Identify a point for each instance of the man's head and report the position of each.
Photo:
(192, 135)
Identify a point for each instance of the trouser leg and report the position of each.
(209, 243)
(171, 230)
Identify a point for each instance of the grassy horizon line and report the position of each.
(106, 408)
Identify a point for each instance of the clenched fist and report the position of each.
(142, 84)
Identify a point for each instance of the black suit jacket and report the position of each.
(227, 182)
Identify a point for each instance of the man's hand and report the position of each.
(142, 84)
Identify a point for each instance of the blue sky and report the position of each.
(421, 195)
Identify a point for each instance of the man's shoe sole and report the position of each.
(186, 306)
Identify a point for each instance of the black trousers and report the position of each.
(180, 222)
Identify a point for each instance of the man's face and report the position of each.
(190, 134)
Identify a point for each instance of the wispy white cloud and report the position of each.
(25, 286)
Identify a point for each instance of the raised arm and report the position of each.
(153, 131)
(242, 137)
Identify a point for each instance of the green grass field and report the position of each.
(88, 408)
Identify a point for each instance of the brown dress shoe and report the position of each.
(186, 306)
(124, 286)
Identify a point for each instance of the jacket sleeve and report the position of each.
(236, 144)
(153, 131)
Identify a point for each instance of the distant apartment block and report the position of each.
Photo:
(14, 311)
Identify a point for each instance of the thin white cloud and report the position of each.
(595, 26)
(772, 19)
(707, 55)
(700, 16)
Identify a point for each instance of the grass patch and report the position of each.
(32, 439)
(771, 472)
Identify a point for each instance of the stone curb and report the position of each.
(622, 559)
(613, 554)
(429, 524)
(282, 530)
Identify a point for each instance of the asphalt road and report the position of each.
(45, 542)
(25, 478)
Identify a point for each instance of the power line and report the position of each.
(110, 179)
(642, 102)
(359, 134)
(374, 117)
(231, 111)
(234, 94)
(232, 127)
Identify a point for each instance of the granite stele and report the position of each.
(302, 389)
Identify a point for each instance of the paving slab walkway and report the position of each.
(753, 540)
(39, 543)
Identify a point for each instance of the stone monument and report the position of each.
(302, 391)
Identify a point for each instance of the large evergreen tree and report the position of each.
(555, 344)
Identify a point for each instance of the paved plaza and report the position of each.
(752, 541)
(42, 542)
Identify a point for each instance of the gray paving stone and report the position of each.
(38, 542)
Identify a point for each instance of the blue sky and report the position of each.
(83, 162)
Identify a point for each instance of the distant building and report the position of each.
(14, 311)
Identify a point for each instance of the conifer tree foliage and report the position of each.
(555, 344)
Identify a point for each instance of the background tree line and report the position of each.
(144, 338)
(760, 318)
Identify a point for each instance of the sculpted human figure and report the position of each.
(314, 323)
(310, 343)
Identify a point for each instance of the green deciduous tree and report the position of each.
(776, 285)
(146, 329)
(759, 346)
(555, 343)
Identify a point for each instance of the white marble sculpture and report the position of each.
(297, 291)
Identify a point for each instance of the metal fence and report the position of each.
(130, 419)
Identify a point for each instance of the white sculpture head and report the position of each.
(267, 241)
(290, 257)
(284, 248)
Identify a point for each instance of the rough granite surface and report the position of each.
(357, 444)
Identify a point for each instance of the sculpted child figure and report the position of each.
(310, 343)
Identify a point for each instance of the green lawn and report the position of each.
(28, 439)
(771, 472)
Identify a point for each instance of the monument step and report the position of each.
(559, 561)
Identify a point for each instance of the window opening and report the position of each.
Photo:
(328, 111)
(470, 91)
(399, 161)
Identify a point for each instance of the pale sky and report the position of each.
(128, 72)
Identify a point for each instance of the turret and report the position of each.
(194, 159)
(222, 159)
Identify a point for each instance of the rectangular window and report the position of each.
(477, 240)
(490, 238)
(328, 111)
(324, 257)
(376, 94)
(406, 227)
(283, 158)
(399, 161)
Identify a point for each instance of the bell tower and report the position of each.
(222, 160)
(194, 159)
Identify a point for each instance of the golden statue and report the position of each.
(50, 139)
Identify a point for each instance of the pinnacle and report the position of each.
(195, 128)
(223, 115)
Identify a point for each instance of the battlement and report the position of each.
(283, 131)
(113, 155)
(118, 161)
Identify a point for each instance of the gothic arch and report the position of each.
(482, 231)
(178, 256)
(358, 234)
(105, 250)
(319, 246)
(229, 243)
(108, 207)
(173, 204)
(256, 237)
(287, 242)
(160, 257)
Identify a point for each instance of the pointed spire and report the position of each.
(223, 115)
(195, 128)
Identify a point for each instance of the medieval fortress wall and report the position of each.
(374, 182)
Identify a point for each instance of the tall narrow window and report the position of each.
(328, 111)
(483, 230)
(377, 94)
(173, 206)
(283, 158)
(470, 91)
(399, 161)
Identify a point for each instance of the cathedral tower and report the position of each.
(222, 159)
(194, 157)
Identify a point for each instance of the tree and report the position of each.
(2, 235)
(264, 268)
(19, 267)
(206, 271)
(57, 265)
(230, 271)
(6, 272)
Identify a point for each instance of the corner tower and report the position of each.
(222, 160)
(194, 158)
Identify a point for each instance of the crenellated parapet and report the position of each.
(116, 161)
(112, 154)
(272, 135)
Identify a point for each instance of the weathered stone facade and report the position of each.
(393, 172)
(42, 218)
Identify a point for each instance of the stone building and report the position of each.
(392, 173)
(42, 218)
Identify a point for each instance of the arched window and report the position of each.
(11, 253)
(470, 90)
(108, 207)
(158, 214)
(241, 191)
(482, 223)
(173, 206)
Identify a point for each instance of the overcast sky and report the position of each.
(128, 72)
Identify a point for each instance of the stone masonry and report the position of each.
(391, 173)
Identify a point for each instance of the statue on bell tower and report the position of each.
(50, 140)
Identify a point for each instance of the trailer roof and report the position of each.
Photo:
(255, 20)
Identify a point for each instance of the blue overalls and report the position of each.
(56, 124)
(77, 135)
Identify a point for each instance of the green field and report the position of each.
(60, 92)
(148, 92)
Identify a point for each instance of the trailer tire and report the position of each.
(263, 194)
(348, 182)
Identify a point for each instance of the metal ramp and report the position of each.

作業内容: 上記の項目をすべて、「番号」と「項目の行」の2列から成るMarkdownの表に書き直してください。空行は表に含めないでください。

回答:
| 番号 | 項目の行 |
|---|---|
| 1 | Identify a point for each instance of the man's head and report the position of each. |
| 2 | Photo: |
| 3 | (192, 135) |
| 4 | Identify a point for each instance of the trouser leg and report the position of each. |
| 5 | (209, 243) |
| 6 | (171, 230) |
| 7 | Identify a point for each instance of the grassy horizon line and report the position of each. |
| 8 | (106, 408) |
| 9 | Identify a point for each instance of the clenched fist and report the position of each. |
| 10 | (142, 84) |
| 11 | Identify a point for each instance of the black suit jacket and report the position of each. |
| 12 | (227, 182) |
| 13 | Identify a point for each instance of the man's hand and report the position of each. |
| 14 | (142, 84) |
| 15 | Identify a point for each instance of the blue sky and report the position of each. |
| 16 | (421, 195) |
| 17 | Identify a point for each instance of the man's shoe sole and report the position of each. |
| 18 | (186, 306) |
| 19 | Identify a point for each instance of the black trousers and report the position of each. |
| 20 | (180, 222) |
| 21 | Identify a point for each instance of the man's face and report the position of each. |
| 22 | (190, 134) |
| 23 | Identify a point for each instance of the wispy white cloud and report the position of each. |
| 24 | (25, 286) |
| 25 | Identify a point for each instance of the raised arm and report the position of each. |
| 26 | (153, 131) |
| 27 | (242, 137) |
| 28 | Identify a point for each instance of the green grass field and report the position of each. |
| 29 | (88, 408) |
| 30 | Identify a point for each instance of the brown dress shoe and report the position of each. |
| 31 | (186, 306) |
| 32 | (124, 286) |
| 33 | Identify a point for each instance of the jacket sleeve and report the position of each. |
| 34 | (236, 144) |
| 35 | (153, 131) |
| 36 | Identify a point for each instance of the distant apartment block and report the position of each. |
| 37 | Photo: |
| 38 | (14, 311) |
| 39 | Identify a point for each instance of the thin white cloud and report the position of each. |
| 40 | (595, 26) |
| 41 | (772, 19) |
| 42 | (707, 55) |
| 43 | (700, 16) |
| 44 | Identify a point for each instance of the grass patch and report the position of each. |
| 45 | (32, 439) |
| 46 | (771, 472) |
| 47 | Identify a point for each instance of the stone curb and report the position of each. |
| 48 | (622, 559) |
| 49 | (613, 554) |
| 50 | (429, 524) |
| 51 | (282, 530) |
| 52 | Identify a point for each instance of the asphalt road and report the position of each. |
| 53 | (45, 542) |
| 54 | (25, 478) |
| 55 | Identify a point for each instance of the power line and report the position of each. |
| 56 | (110, 179) |
| 57 | (642, 102) |
| 58 | (359, 134) |
| 59 | (374, 117) |
| 60 | (231, 111) |
| 61 | (234, 94) |
| 62 | (232, 127) |
| 63 | Identify a point for each instance of the granite stele and report the position of each. |
| 64 | (302, 389) |
| 65 | Identify a point for each instance of the paving slab walkway and report the position of each. |
| 66 | (753, 540) |
| 67 | (39, 543) |
| 68 | Identify a point for each instance of the stone monument and report the position of each. |
| 69 | (302, 391) |
| 70 | Identify a point for each instance of the large evergreen tree and report the position of each. |
| 71 | (555, 344) |
| 72 | Identify a point for each instance of the paved plaza and report the position of each. |
| 73 | (752, 541) |
| 74 | (42, 542) |
| 75 | Identify a point for each instance of the gray paving stone and report the position of each. |
| 76 | (38, 542) |
| 77 | Identify a point for each instance of the blue sky and report the position of each. |
| 78 | (83, 162) |
| 79 | Identify a point for each instance of the distant building and report the position of each. |
| 80 | (14, 311) |
| 81 | Identify a point for each instance of the conifer tree foliage and report the position of each. |
| 82 | (555, 344) |
| 83 | Identify a point for each instance of the background tree line and report the position of each. |
| 84 | (144, 338) |
| 85 | (760, 318) |
| 86 | Identify a point for each instance of the sculpted human figure and report the position of each. |
| 87 | (314, 323) |
| 88 | (310, 343) |
| 89 | Identify a point for each instance of the green deciduous tree and report the position of each. |
| 90 | (776, 285) |
| 91 | (146, 329) |
| 92 | (759, 346) |
| 93 | (555, 343) |
| 94 | Identify a point for each instance of the white marble sculpture and report the position of each. |
| 95 | (297, 291) |
| 96 | Identify a point for each instance of the metal fence and report the position of each. |
| 97 | (130, 419) |
| 98 | Identify a point for each instance of the white sculpture head and report the position of each. |
| 99 | (267, 241) |
| 100 | (290, 257) |
| 101 | (284, 248) |
| 102 | Identify a point for each instance of the rough granite surface and report the position of each. |
| 103 | (357, 444) |
| 104 | Identify a point for each instance of the sculpted child figure and report the position of each. |
| 105 | (310, 343) |
| 106 | Identify a point for each instance of the green lawn and report the position of each. |
| 107 | (28, 439) |
| 108 | (771, 472) |
| 109 | Identify a point for each instance of the monument step and report the position of each. |
| 110 | (559, 561) |
| 111 | Identify a point for each instance of the window opening and report the position of each. |
| 112 | Photo: |
| 113 | (328, 111) |
| 114 | (470, 91) |
| 115 | (399, 161) |
| 116 | Identify a point for each instance of the pale sky and report the position of each. |
| 117 | (128, 72) |
| 118 | Identify a point for each instance of the turret and report the position of each. |
| 119 | (194, 159) |
| 120 | (222, 159) |
| 121 | Identify a point for each instance of the rectangular window and report the position of each. |
| 122 | (477, 240) |
| 123 | (490, 238) |
| 124 | (328, 111) |
| 125 | (324, 257) |
| 126 | (376, 94) |
| 127 | (406, 227) |
| 128 | (283, 158) |
| 129 | (399, 161) |
| 130 | Identify a point for each instance of the bell tower and report the position of each. |
| 131 | (222, 160) |
| 132 | (194, 159) |
| 133 | Identify a point for each instance of the golden statue and report the position of each. |
| 134 | (50, 139) |
| 135 | Identify a point for each instance of the pinnacle and report the position of each. |
| 136 | (195, 128) |
| 137 | (223, 115) |
| 138 | Identify a point for each instance of the battlement and report the position of each. |
| 139 | (283, 131) |
| 140 | (113, 155) |
| 141 | (118, 161) |
| 142 | Identify a point for each instance of the gothic arch and report the position of each. |
| 143 | (482, 231) |
| 144 | (178, 256) |
| 145 | (358, 234) |
| 146 | (105, 250) |
| 147 | (319, 246) |
| 148 | (229, 243) |
| 149 | (108, 207) |
| 150 | (173, 204) |
| 151 | (256, 237) |
| 152 | (287, 242) |
| 153 | (160, 257) |
| 154 | Identify a point for each instance of the pointed spire and report the position of each. |
| 155 | (223, 115) |
| 156 | (195, 128) |
| 157 | Identify a point for each instance of the medieval fortress wall and report the position of each. |
| 158 | (374, 182) |
| 159 | Identify a point for each instance of the tall narrow window and report the position of each. |
| 160 | (328, 111) |
| 161 | (483, 230) |
| 162 | (377, 94) |
| 163 | (173, 206) |
| 164 | (283, 158) |
| 165 | (470, 91) |
| 166 | (399, 161) |
| 167 | Identify a point for each instance of the cathedral tower and report the position of each. |
| 168 | (222, 159) |
| 169 | (194, 157) |
| 170 | Identify a point for each instance of the tree and report the position of each. |
| 171 | (2, 235) |
| 172 | (264, 268) |
| 173 | (19, 267) |
| 174 | (206, 271) |
| 175 | (57, 265) |
| 176 | (230, 271) |
| 177 | (6, 272) |
| 178 | Identify a point for each instance of the corner tower and report the position of each. |
| 179 | (222, 160) |
| 180 | (194, 158) |
| 181 | Identify a point for each instance of the crenellated parapet and report the position of each. |
| 182 | (116, 161) |
| 183 | (112, 154) |
| 184 | (272, 135) |
| 185 | Identify a point for each instance of the weathered stone facade and report the position of each. |
| 186 | (393, 172) |
| 187 | (42, 218) |
| 188 | Identify a point for each instance of the stone building and report the position of each. |
| 189 | (392, 173) |
| 190 | (42, 218) |
| 191 | Identify a point for each instance of the arched window and report the position of each. |
| 192 | (11, 253) |
| 193 | (470, 90) |
| 194 | (108, 207) |
| 195 | (158, 214) |
| 196 | (241, 191) |
| 197 | (482, 223) |
| 198 | (173, 206) |
| 199 | Identify a point for each instance of the overcast sky and report the position of each. |
| 200 | (128, 72) |
| 201 | Identify a point for each instance of the stone masonry and report the position of each. |
| 202 | (391, 173) |
| 203 | Identify a point for each instance of the statue on bell tower and report the position of each. |
| 204 | (50, 140) |
| 205 | Identify a point for each instance of the trailer roof and report the position of each. |
| 206 | Photo: |
| 207 | (255, 20) |
| 208 | Identify a point for each instance of the blue overalls and report the position of each. |
| 209 | (56, 124) |
| 210 | (77, 135) |
| 211 | Identify a point for each instance of the green field and report the position of each. |
| 212 | (60, 92) |
| 213 | (148, 92) |
| 214 | Identify a point for each instance of the trailer tire and report the position of each. |
| 215 | (263, 194) |
| 216 | (348, 182) |
| 217 | Identify a point for each instance of the metal ramp and report the position of each. |